Exercise requirements: How many lines in the listing below contain the string "fascia"? Case counts. Reply with only the number.

Pointing entries for labeled objects:
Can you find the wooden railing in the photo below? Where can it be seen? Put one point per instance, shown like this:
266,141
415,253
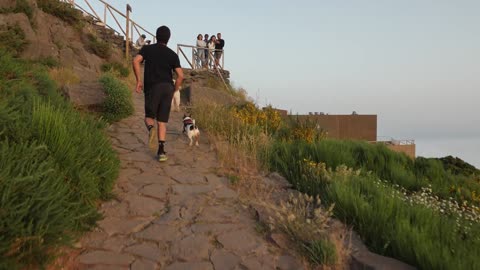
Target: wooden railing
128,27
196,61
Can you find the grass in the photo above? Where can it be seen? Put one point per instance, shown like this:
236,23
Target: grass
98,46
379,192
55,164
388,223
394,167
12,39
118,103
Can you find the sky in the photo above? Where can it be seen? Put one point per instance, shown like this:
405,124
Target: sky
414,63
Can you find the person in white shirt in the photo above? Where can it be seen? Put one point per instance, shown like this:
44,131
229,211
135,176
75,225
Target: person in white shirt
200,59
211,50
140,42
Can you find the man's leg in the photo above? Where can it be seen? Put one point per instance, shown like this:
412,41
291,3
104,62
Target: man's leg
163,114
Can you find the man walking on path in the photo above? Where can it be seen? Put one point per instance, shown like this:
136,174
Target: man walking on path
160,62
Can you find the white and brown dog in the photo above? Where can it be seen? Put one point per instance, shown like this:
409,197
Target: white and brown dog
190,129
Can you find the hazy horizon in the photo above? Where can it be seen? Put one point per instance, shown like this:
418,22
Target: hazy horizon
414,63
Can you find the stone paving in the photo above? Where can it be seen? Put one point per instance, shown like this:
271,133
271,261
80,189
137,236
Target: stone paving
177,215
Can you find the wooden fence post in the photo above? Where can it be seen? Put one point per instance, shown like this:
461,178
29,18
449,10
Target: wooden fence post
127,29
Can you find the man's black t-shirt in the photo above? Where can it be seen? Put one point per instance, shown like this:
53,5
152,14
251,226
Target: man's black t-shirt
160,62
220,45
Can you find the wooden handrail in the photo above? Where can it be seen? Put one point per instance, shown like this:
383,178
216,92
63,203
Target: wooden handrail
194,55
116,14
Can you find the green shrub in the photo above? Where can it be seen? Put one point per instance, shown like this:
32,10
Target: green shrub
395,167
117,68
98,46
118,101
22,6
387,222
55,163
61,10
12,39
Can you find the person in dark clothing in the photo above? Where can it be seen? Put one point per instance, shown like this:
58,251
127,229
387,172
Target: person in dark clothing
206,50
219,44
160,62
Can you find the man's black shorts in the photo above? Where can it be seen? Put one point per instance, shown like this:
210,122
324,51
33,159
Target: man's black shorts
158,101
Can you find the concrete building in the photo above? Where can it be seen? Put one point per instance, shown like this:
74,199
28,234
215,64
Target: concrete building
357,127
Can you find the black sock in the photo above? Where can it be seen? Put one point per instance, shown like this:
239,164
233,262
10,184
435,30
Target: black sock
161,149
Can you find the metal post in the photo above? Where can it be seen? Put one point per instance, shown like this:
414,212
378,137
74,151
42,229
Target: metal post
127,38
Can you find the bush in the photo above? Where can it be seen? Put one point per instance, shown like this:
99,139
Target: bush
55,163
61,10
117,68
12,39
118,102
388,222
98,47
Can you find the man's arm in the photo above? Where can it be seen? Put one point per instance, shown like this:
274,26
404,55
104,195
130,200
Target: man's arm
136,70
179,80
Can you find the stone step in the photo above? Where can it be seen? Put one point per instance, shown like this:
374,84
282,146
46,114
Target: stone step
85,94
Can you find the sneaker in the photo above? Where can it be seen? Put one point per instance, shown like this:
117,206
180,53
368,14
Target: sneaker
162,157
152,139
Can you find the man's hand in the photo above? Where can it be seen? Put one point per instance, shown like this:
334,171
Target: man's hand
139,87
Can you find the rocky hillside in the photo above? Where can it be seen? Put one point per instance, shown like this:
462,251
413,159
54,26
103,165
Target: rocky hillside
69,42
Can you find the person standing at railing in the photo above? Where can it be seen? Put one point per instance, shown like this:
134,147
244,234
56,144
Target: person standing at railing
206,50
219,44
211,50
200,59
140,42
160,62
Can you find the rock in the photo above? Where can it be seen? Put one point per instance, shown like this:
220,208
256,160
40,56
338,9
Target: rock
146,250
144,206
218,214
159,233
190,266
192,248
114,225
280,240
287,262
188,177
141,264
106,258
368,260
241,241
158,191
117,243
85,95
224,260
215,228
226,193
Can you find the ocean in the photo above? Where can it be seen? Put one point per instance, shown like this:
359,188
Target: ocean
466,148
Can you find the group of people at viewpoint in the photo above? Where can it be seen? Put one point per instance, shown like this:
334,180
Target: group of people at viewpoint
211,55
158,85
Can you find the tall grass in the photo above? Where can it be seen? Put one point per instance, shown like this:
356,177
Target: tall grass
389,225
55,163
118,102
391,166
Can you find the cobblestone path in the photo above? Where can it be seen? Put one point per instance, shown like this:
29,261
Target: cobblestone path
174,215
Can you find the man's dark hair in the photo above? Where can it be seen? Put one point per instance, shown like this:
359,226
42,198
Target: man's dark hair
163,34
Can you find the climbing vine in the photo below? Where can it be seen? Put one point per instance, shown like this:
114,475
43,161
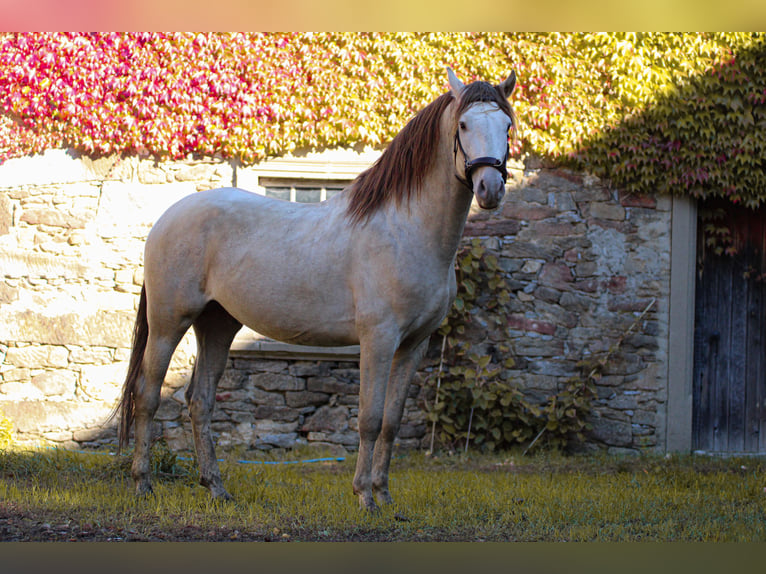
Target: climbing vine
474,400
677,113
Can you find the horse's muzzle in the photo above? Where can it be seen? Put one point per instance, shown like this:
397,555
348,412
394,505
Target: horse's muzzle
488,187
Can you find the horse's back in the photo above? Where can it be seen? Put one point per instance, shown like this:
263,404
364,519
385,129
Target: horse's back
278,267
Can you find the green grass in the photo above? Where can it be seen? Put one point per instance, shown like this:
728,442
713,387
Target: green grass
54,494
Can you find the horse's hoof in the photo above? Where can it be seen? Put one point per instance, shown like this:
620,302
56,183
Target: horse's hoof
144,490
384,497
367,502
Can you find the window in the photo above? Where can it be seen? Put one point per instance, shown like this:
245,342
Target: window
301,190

* * *

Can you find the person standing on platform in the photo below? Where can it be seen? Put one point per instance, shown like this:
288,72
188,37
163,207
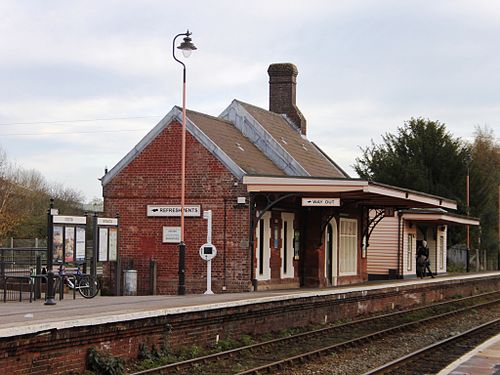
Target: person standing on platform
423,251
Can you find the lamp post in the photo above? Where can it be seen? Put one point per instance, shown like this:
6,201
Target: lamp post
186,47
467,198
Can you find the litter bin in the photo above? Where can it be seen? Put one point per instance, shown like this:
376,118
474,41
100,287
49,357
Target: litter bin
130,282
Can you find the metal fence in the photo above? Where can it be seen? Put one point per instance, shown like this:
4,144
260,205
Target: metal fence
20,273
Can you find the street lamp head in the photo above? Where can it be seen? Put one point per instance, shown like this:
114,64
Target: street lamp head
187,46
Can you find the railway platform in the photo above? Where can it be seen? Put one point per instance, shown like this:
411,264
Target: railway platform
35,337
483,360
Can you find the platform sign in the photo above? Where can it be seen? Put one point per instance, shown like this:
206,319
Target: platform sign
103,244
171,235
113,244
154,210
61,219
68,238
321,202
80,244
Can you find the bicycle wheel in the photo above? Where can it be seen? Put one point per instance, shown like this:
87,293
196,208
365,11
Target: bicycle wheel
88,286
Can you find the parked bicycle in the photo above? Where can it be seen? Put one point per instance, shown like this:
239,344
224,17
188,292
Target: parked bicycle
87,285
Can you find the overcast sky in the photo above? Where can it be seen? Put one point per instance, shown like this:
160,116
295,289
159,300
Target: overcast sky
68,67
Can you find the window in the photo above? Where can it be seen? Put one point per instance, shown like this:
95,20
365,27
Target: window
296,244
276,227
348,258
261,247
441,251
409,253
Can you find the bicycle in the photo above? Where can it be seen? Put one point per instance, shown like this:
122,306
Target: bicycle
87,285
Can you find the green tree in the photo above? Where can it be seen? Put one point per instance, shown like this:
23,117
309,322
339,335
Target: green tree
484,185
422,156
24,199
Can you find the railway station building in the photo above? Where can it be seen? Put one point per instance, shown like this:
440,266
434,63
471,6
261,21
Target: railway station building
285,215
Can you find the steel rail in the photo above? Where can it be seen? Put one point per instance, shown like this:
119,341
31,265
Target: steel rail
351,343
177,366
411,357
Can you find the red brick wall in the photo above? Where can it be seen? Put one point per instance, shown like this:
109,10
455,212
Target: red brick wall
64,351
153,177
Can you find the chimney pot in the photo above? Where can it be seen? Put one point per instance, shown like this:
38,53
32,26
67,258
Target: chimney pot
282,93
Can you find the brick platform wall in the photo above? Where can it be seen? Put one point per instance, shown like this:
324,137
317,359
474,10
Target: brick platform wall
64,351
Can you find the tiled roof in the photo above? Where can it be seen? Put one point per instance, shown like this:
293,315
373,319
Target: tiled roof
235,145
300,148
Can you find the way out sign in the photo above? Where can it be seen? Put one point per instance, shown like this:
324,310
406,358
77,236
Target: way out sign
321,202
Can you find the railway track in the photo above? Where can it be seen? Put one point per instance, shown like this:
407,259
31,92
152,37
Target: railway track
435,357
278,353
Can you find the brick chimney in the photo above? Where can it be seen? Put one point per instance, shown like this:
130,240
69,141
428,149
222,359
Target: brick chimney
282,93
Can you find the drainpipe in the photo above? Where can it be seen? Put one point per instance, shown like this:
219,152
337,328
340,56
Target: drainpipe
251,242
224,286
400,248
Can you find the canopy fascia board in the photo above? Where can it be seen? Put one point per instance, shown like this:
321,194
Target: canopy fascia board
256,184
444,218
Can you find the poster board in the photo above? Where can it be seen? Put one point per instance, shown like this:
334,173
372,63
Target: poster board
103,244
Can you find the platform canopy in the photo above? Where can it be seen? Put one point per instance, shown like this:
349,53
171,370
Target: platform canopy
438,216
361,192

Result below: 2